> **DATA PROVIDED**
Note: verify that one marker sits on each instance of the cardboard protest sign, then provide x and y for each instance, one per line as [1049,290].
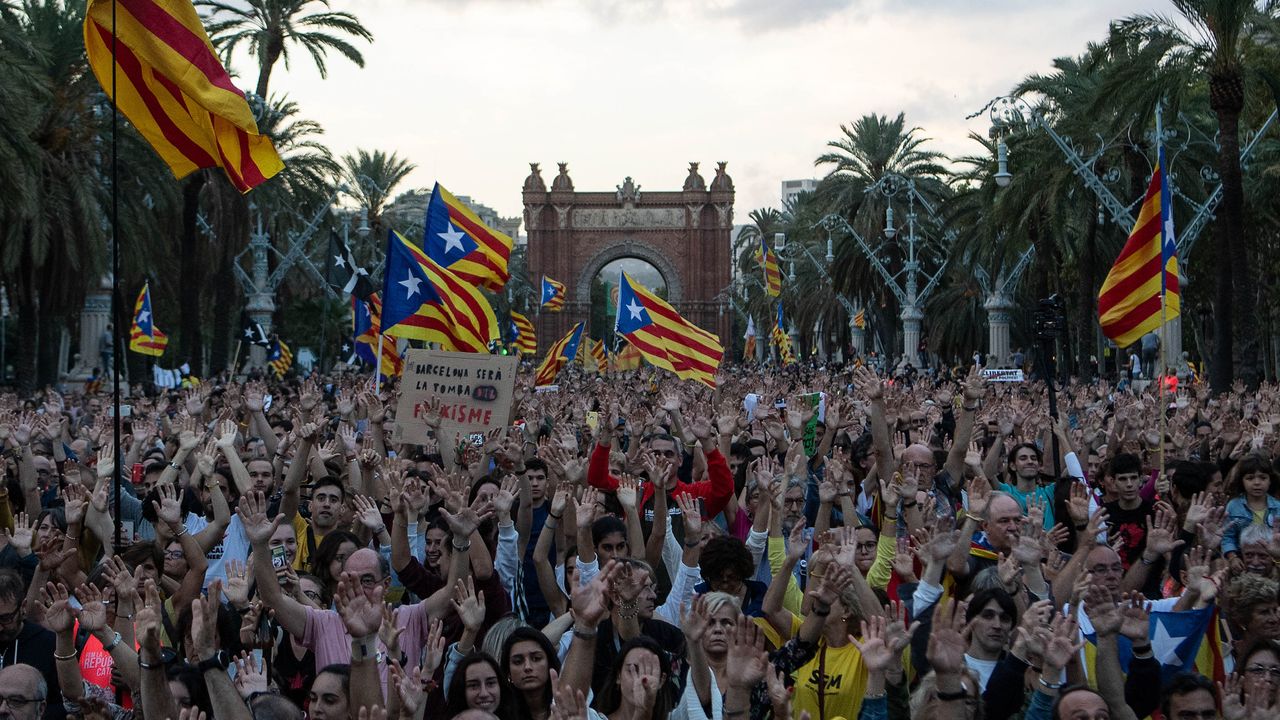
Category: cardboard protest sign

...

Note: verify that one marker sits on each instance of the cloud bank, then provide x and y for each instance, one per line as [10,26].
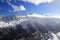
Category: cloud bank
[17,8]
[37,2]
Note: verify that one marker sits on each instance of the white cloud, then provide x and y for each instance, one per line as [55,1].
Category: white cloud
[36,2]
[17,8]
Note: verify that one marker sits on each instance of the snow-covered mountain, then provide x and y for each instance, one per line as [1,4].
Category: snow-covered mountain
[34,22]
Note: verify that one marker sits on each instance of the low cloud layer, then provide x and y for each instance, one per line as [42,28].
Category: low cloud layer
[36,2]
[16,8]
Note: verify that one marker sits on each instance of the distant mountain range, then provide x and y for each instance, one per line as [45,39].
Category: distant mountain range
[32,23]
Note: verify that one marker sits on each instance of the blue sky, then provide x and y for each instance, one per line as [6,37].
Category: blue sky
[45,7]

> **GIVEN EXERCISE**
Copy, word for word, the part of the rows that opens with the line containing "line as [1049,290]." and closes with the line containing "Category: cardboard protest sign", including both of those lines. Leave the pictures out of your copy.

> **RESULT OF THIS TASK**
Note: verify that one marker sits on each instance of the cardboard protest sign, then provide x and y for each instance, one per line as [1049,290].
Category: cardboard protest sign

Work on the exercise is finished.